Description of the task:
Where does the string "wetsuit" occur in the records? Copy each line that holds it.

Data:
◆ ◆ ◆ ◆ ◆ ◆ ◆

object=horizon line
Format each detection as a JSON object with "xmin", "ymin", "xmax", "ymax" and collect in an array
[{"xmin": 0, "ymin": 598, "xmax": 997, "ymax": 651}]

◆ ◆ ◆ ◆ ◆ ◆ ◆

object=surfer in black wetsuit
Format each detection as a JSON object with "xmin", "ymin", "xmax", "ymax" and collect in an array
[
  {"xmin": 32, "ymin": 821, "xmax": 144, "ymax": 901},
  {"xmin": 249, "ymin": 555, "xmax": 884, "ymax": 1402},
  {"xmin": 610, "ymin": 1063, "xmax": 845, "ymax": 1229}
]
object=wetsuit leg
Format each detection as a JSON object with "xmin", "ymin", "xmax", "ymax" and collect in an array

◆ ◆ ◆ ◆ ◆ ◆ ◆

Your response:
object=surfer in black wetsuit
object=wetsuit leg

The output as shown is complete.